# Exercise instructions
Please copy every one of the records below word for word, omitting the pictures.

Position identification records

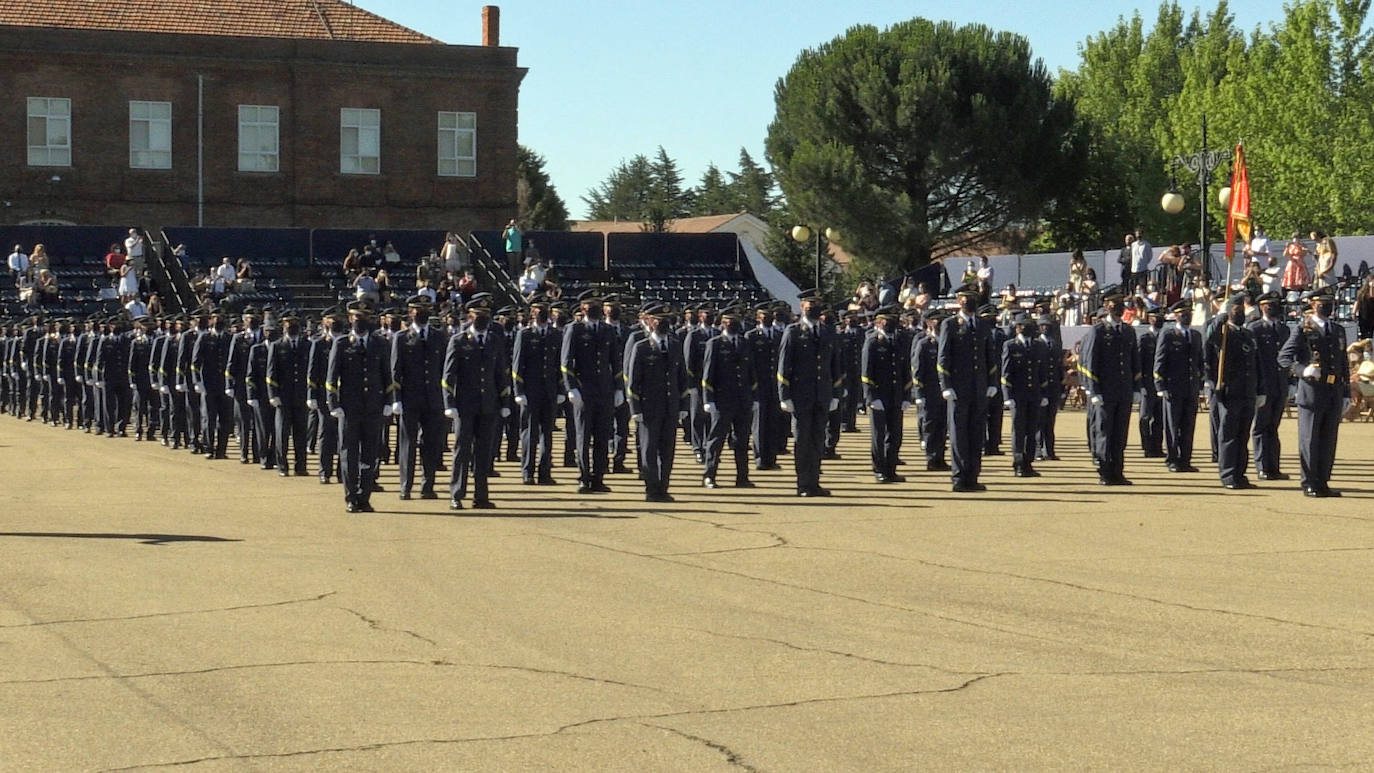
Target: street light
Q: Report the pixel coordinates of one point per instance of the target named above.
(801, 234)
(1201, 164)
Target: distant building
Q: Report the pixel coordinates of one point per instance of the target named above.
(271, 113)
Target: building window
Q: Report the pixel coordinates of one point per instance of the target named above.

# Expected answer
Target: street light
Q: Report the pixel coordinates of one point per instance of the target named above.
(801, 234)
(1201, 164)
Target: distant building
Q: Report the pixel coordinates of one point per instance of the target named above.
(271, 113)
Target: building window
Q: Report the pixel coordinates of one point per instance of the target named above.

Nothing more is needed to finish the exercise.